- **TASK DESCRIPTION**:
Exactly as they appear, output all of the entries.

- **EXCERPTED RECORDS**:
--------------------
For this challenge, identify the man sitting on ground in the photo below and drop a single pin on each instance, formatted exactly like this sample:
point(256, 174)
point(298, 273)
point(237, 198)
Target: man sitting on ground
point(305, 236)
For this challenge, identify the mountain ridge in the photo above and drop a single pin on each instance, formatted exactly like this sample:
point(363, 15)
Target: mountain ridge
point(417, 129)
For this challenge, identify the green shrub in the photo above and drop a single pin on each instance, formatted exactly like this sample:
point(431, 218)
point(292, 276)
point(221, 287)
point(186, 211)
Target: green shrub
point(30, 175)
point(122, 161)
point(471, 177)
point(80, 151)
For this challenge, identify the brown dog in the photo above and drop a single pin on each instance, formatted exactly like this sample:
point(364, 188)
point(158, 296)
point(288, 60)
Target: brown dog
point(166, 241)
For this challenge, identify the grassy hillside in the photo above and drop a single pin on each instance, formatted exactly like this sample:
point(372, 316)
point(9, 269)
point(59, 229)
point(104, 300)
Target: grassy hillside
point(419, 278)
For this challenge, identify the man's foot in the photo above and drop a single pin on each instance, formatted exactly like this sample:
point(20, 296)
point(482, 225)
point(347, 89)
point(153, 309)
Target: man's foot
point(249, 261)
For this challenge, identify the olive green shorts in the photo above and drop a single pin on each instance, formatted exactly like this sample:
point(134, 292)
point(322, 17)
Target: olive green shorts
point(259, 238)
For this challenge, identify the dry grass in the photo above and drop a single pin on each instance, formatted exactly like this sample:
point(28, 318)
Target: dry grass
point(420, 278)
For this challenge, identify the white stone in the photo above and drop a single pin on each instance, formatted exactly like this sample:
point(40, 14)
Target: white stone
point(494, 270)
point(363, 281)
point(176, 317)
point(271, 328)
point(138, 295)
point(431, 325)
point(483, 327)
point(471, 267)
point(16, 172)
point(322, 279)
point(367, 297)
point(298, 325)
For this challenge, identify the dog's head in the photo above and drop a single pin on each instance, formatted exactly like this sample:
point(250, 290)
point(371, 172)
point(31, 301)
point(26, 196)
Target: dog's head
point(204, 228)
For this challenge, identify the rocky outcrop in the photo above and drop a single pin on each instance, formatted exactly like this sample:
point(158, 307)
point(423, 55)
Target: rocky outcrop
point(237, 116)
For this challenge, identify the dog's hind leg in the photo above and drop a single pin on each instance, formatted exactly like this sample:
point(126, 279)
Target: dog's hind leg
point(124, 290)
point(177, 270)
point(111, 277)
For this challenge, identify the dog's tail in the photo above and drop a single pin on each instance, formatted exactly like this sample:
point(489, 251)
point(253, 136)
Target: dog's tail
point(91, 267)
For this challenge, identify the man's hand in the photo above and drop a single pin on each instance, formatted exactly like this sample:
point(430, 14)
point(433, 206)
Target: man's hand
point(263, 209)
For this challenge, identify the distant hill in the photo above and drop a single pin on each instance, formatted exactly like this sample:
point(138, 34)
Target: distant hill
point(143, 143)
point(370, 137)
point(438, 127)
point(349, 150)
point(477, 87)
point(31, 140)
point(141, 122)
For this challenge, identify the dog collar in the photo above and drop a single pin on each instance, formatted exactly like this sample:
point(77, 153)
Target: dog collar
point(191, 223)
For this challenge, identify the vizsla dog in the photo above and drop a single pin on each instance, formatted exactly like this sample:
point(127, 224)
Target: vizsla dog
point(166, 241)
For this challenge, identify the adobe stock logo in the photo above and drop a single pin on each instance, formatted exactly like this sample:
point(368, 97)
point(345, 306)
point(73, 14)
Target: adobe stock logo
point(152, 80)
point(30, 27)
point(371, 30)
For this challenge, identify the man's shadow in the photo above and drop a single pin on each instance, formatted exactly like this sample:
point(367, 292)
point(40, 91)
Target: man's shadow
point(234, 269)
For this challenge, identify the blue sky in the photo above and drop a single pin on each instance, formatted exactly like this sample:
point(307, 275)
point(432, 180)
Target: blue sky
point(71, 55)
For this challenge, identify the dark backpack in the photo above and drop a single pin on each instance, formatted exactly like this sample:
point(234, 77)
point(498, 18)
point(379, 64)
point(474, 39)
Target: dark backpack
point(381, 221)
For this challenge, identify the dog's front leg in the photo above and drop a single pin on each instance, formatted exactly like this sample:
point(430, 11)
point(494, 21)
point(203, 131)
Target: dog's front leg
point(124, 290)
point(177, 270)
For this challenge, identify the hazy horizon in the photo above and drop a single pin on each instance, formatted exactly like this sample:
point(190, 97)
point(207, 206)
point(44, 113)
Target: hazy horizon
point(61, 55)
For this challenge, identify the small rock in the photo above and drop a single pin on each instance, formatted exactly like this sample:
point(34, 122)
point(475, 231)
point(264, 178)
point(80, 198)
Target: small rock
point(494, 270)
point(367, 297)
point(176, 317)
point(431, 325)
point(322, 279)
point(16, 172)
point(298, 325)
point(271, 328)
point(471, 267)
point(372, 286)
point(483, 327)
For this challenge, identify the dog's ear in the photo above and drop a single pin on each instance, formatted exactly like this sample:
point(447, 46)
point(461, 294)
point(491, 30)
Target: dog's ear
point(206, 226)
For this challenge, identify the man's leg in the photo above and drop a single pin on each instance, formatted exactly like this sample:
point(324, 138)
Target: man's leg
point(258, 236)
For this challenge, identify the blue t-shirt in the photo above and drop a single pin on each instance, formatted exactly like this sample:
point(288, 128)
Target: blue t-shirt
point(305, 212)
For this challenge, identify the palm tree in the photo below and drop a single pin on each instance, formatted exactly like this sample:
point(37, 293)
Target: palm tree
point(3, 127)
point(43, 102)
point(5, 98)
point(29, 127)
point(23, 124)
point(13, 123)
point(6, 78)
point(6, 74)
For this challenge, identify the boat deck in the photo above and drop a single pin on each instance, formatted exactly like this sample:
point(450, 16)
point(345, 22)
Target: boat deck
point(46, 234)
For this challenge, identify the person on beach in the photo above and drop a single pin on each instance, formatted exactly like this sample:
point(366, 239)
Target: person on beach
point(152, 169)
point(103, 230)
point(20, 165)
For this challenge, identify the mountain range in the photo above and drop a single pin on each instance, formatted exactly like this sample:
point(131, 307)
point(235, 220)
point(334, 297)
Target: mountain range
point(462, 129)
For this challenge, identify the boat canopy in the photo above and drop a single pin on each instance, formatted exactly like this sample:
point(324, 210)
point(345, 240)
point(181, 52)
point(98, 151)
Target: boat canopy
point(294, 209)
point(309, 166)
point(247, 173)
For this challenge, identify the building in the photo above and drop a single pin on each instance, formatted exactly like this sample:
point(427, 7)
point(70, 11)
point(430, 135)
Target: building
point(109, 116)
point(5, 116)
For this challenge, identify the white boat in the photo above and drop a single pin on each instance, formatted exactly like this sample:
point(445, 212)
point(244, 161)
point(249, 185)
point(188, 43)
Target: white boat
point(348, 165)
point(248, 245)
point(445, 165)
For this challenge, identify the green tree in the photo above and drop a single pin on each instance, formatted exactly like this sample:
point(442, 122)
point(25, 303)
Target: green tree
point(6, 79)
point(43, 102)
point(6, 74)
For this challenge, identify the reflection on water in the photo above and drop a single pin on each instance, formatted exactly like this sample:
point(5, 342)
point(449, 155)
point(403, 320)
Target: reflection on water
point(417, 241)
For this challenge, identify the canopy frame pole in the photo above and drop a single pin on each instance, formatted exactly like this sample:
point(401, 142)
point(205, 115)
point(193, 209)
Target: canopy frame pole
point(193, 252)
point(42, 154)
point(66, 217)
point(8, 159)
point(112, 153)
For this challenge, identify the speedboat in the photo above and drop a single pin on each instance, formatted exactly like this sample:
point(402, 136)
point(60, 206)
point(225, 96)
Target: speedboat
--------------------
- **EXERCISE RESPONSE**:
For this challenge, identify the man sitting on ground in the photo below and drop a single pin on each instance, formatted exactly like this sample:
point(256, 174)
point(298, 273)
point(237, 198)
Target: man sitting on ground
point(305, 236)
For this challenge, identify the mountain ridge in the photo above and drop a single pin on each instance, formatted exactly like this sample:
point(363, 15)
Target: mountain ridge
point(417, 129)
For this challenge, identify the green shrub in the photo above and drop a single pin on each instance, formatted exactly like this sample:
point(431, 218)
point(292, 276)
point(221, 287)
point(186, 211)
Target: green shrub
point(30, 175)
point(122, 161)
point(471, 177)
point(80, 151)
For this challenge, identify the brown dog in the photo above and drop a single pin on each instance, formatted exactly like this sample:
point(364, 188)
point(158, 296)
point(288, 60)
Target: brown dog
point(166, 241)
For this challenge, identify the grassy hillside in the photo above and drop a single pin on each instance, formatted exactly like this sample:
point(372, 316)
point(9, 269)
point(59, 229)
point(104, 300)
Target: grassy hillside
point(419, 278)
For this challenge, identify the man's foot in the photo above and drop a single pin on each instance, formatted exactly like this sample:
point(20, 296)
point(482, 225)
point(347, 89)
point(153, 309)
Target: man's foot
point(249, 261)
For this challenge, identify the olive green shorts in the photo above and drop a single pin on each instance, formatted exactly like this sample:
point(134, 292)
point(322, 17)
Target: olive green shorts
point(259, 238)
For this challenge, identify the dry grass in the photo above and drop a single pin on each instance, formatted exactly like this sample:
point(28, 318)
Target: dry grass
point(420, 278)
For this challenge, identify the white stone in the photo above and drop a single pin on each instance, formatted exactly like this sample:
point(40, 14)
Target: white stone
point(494, 270)
point(363, 281)
point(176, 317)
point(271, 328)
point(138, 295)
point(431, 325)
point(483, 327)
point(471, 267)
point(16, 172)
point(322, 279)
point(367, 297)
point(298, 325)
For this challenge, identify the dog's head in the photo above and drop a single pin on each instance, formatted exactly like this sample:
point(250, 290)
point(371, 172)
point(31, 301)
point(26, 196)
Target: dog's head
point(204, 228)
For this challenge, identify the rocky outcrop in the photo above and drop a single pin on each instance, formatted exactly like this sample:
point(158, 307)
point(423, 55)
Target: rocky outcrop
point(237, 116)
For this challenge, identify the dog's hind leg in the photo above and drop a single pin on each instance, formatted exactly like this sample:
point(126, 279)
Target: dog's hind leg
point(124, 290)
point(177, 270)
point(111, 277)
For this challenge, identify the dog's tail in the photo above and drop a single pin on each instance, formatted exactly like this sample:
point(489, 251)
point(253, 136)
Target: dog's tail
point(91, 267)
For this challenge, identify the man's hand in the photo above and drop a single pin on each instance, formatted exactly like this sample:
point(430, 14)
point(433, 206)
Target: man's hand
point(263, 209)
For this challenge, identify the distant hill in the photo above and drop a single pin on each instance, formatted exactly like this sample:
point(138, 34)
Target: distant hill
point(143, 143)
point(370, 137)
point(438, 127)
point(349, 150)
point(477, 87)
point(31, 140)
point(141, 122)
For this challenge, identify the dog collar in the photo above and drop a single pin on each instance, formatted exactly like this sample:
point(77, 153)
Target: dog collar
point(191, 223)
For this challenge, identify the vizsla dog in the photo above and drop a single pin on each instance, formatted exactly like this sample:
point(127, 224)
Target: vizsla dog
point(166, 241)
For this challenge, identify the adobe stock logo in the photo above and drop a single pin on each instance, formatted exactly like this sample:
point(368, 97)
point(345, 306)
point(73, 14)
Target: adobe stock logo
point(152, 80)
point(30, 27)
point(371, 30)
For this challenge, identify the man's shadow in the photo above and drop a single pin on each instance, formatted exactly like this sample:
point(367, 292)
point(40, 91)
Target: man's shadow
point(234, 269)
For this challenge, identify the blue sky in the photo above and drop a single pin on each instance, formatted exactly like this sample:
point(307, 275)
point(432, 180)
Target: blue sky
point(71, 55)
For this challenge, identify the dark backpack in the photo above and drop a single pin on each instance, formatted exactly like this sample:
point(234, 77)
point(498, 18)
point(379, 64)
point(474, 39)
Target: dark backpack
point(381, 221)
For this challenge, identify the dog's front leg in the photo above and drop a single pin on each instance, formatted exactly like this sample:
point(430, 11)
point(494, 21)
point(203, 131)
Target: dog's front leg
point(124, 290)
point(177, 270)
For this challenge, identify the hazy horizon in the photo above and drop a single pin on each instance, formatted exactly like this sample:
point(190, 97)
point(207, 206)
point(44, 113)
Target: hazy horizon
point(61, 55)
For this challenge, identify the small rock in the photo above and drop a single pin on each instance, formatted exactly like this sample:
point(34, 122)
point(475, 231)
point(264, 178)
point(80, 198)
Target: small rock
point(494, 270)
point(367, 297)
point(176, 317)
point(431, 325)
point(322, 279)
point(16, 172)
point(298, 325)
point(271, 328)
point(471, 267)
point(372, 286)
point(483, 327)
For this challenge, identify the dog's ear in the photo above and drop a single pin on each instance, formatted exactly like this sample:
point(447, 46)
point(461, 294)
point(491, 30)
Target: dog's ear
point(206, 226)
For this challenge, identify the man's leg in the photo above and drop a single pin on each instance, formatted exactly like this sample:
point(324, 138)
Target: man's leg
point(258, 236)
For this challenge, identify the blue t-shirt in the photo above and drop a single pin on each instance, formatted exactly like this sample:
point(288, 128)
Target: blue t-shirt
point(305, 212)
For this challenge, identify the palm tree in the photo below and drop a single pin on each instance, formatted exactly like this sample:
point(37, 293)
Target: palm tree
point(3, 127)
point(43, 102)
point(5, 98)
point(29, 127)
point(23, 124)
point(13, 123)
point(6, 78)
point(6, 74)
For this challenge, identify the boat deck in the photo above and drop a single pin on each instance, formatted exactly like this sample:
point(450, 16)
point(345, 22)
Target: boat deck
point(46, 234)
For this challenge, identify the person on beach in the photo above and drop a single pin on each instance, formatted exactly like this sample:
point(366, 239)
Target: person on beach
point(152, 169)
point(103, 230)
point(20, 165)
For this challenge, identify the mountain range in the photo above and drop a single pin on each instance, formatted exactly like this sample:
point(131, 307)
point(235, 220)
point(334, 297)
Target: mountain range
point(462, 129)
For this challenge, identify the boat canopy in the photo above and drop a single pin on each instance, formatted exactly like this sample:
point(324, 210)
point(345, 240)
point(181, 52)
point(98, 151)
Target: boat canopy
point(294, 209)
point(309, 166)
point(247, 173)
For this challenge, identify the building in the photo above and drop a single pin on each instance, formatted exactly like this sample:
point(427, 7)
point(70, 11)
point(430, 135)
Target: building
point(109, 116)
point(5, 116)
For this challenge, identify the white boat in the photo above and drop a single pin on each instance, formatted exactly like this sample:
point(445, 212)
point(244, 161)
point(249, 185)
point(188, 43)
Target: white boat
point(348, 165)
point(248, 245)
point(445, 165)
For this challenge, identify the green tree in the photo above and drop a single pin on each instance, formatted exactly like this sample:
point(442, 122)
point(25, 303)
Target: green tree
point(6, 79)
point(43, 102)
point(6, 74)
For this challenge, identify the reflection on water in the photo above and drop a single pin on each instance, formatted exactly like this sample:
point(5, 342)
point(449, 155)
point(403, 320)
Target: reflection on water
point(417, 241)
For this challenge, identify the canopy frame pole in the photo above and drop a single pin on each instance, formatted exactly like this sample:
point(401, 142)
point(205, 115)
point(193, 209)
Target: canopy frame pole
point(193, 252)
point(42, 154)
point(66, 217)
point(8, 159)
point(112, 153)
For this challenge, identify the speedboat in the photo above and drop a single pin on each instance, formatted exactly like this sample:
point(402, 136)
point(60, 206)
point(225, 96)
Target: speedboat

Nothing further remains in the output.